## Task goal
Begin at the line of the listing that contains "the concrete floor" and continue through the end of the listing, reproducing every line, requests included. Add 149 to each point coordinate in the answers.

(Data listing)
◆ ◆ ◆ ◆

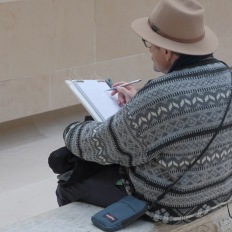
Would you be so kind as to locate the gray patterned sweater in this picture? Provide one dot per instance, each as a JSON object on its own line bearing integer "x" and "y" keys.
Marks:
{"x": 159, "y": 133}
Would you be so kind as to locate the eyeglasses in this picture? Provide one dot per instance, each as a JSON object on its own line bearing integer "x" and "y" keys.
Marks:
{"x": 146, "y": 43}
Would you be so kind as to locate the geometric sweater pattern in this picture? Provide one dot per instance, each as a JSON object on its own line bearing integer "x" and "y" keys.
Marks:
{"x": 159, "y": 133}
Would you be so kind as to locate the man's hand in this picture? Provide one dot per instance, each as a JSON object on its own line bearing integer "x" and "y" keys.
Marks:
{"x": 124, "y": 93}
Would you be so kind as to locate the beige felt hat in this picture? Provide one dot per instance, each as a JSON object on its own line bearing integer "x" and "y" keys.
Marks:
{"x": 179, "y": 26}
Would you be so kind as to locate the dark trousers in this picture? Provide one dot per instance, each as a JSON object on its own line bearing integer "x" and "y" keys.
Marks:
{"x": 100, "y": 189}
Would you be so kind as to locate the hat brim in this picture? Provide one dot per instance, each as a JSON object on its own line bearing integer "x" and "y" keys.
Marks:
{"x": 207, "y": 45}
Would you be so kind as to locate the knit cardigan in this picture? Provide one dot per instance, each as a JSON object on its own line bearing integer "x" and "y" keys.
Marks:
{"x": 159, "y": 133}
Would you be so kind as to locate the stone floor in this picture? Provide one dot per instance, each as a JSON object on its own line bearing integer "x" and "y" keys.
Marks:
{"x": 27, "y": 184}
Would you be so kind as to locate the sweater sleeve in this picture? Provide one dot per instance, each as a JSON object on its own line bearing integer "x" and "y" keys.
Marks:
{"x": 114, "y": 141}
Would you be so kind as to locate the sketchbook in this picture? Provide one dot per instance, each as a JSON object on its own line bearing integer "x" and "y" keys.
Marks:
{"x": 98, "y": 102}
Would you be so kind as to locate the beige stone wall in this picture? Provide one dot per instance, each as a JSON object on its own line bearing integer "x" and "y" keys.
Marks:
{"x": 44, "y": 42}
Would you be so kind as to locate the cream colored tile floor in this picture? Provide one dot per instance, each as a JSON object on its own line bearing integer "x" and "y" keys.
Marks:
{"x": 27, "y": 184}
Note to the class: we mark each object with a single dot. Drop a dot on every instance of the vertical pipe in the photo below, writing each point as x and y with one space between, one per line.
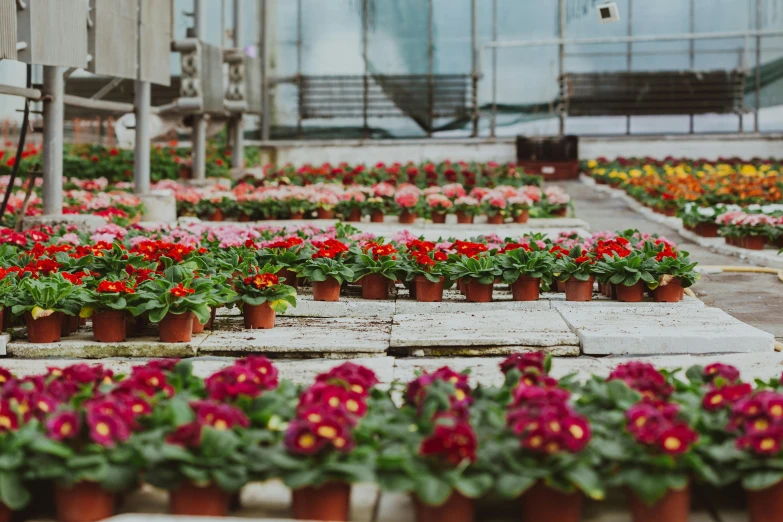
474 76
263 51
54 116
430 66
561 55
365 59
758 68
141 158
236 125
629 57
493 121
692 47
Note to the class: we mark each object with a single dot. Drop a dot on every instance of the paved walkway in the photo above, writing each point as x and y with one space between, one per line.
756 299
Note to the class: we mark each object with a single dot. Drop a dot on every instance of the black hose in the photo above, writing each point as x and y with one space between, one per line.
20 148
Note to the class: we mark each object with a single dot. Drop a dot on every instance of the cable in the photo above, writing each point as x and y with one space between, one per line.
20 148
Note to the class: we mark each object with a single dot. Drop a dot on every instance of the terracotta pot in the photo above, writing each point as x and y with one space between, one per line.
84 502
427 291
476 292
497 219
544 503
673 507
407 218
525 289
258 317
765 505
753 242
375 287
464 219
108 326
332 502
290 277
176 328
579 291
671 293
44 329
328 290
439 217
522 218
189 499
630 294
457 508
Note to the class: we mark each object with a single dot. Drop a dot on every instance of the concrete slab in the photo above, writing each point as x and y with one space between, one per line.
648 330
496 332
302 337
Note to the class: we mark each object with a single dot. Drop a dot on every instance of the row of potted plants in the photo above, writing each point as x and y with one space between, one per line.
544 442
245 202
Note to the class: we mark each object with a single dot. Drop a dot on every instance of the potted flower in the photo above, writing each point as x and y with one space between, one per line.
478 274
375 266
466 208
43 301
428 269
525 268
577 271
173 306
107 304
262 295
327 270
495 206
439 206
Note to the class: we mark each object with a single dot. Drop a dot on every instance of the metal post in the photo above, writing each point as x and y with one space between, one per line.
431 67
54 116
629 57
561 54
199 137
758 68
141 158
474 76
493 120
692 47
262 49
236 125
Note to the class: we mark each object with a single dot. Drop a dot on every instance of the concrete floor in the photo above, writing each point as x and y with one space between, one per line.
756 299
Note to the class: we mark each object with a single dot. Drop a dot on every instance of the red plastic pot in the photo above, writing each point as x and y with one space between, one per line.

◆ ◆ ◆ ◆

## Result for this exercise
Note to the class: we mark each object with a single dot. Drop a dot on every instance of the concrete floor in the photo above, writing each point as x and y with one space between, one per line.
905 448
Note to the class: we mark each object with a single dot. Drop a dot on every instance of the red plastic pot in the photo above, writing each point as x and y with one space between, one per line.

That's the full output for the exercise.